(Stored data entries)
<<<<
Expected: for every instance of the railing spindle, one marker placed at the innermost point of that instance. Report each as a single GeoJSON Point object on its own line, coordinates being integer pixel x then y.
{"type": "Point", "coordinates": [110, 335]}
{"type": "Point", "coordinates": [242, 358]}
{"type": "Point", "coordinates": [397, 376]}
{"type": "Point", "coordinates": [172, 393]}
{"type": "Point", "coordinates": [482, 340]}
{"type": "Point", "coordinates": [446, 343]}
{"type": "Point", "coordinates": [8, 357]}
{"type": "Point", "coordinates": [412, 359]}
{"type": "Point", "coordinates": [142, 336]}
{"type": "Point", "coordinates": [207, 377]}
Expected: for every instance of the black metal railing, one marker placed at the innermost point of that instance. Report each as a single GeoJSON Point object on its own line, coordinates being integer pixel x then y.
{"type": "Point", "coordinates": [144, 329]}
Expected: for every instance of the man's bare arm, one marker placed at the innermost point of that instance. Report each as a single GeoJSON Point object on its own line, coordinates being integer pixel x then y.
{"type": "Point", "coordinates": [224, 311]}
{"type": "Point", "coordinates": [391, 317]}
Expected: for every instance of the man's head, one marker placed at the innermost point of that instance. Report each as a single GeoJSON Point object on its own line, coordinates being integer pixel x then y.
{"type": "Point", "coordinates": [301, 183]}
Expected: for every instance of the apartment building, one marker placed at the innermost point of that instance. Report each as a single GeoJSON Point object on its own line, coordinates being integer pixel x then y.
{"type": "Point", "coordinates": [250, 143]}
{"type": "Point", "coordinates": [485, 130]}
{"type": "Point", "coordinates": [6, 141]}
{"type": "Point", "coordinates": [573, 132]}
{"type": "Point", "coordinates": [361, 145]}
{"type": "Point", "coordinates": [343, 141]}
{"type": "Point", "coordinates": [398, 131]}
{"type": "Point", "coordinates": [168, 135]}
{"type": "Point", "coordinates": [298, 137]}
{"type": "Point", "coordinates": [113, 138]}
>>>>
__ABOUT THIS EXERCISE__:
Quote the data in full, keeping each word unchanged.

__EXERCISE RESULT__:
Expected: for every instance of the railing spindle, one marker placed at the innermost point of that instance. Report each as a single GeoJSON Point object on its own line, coordinates being integer pixel x then y.
{"type": "Point", "coordinates": [110, 335]}
{"type": "Point", "coordinates": [242, 358]}
{"type": "Point", "coordinates": [397, 376]}
{"type": "Point", "coordinates": [172, 393]}
{"type": "Point", "coordinates": [482, 340]}
{"type": "Point", "coordinates": [446, 343]}
{"type": "Point", "coordinates": [8, 357]}
{"type": "Point", "coordinates": [412, 359]}
{"type": "Point", "coordinates": [142, 336]}
{"type": "Point", "coordinates": [207, 377]}
Expected: for every instance of the black metal railing, one marker placed at the innermost point of that instance. Report each as a single GeoJSON Point object on its own line, coordinates being integer pixel x then y.
{"type": "Point", "coordinates": [144, 329]}
Expected: for every instance of the man's bare arm, one marker placed at the innermost point of that instance. Report each as a single GeoJSON Point object on its own line, coordinates being integer pixel x then y.
{"type": "Point", "coordinates": [224, 311]}
{"type": "Point", "coordinates": [391, 317]}
Expected: for every instance of the man's head, one marker placed at the innermost point of that instance. Report each as a single GeoJSON Point object on its own line, coordinates being integer pixel x then y.
{"type": "Point", "coordinates": [301, 183]}
Expected: for every instance of the apartment building, one marker placed at the innermost point of that instance. Report each as a single GeoJSON Point object on its own line, coordinates being integer pixel x then y.
{"type": "Point", "coordinates": [250, 143]}
{"type": "Point", "coordinates": [485, 130]}
{"type": "Point", "coordinates": [6, 141]}
{"type": "Point", "coordinates": [573, 132]}
{"type": "Point", "coordinates": [361, 145]}
{"type": "Point", "coordinates": [343, 141]}
{"type": "Point", "coordinates": [398, 131]}
{"type": "Point", "coordinates": [168, 135]}
{"type": "Point", "coordinates": [298, 137]}
{"type": "Point", "coordinates": [113, 138]}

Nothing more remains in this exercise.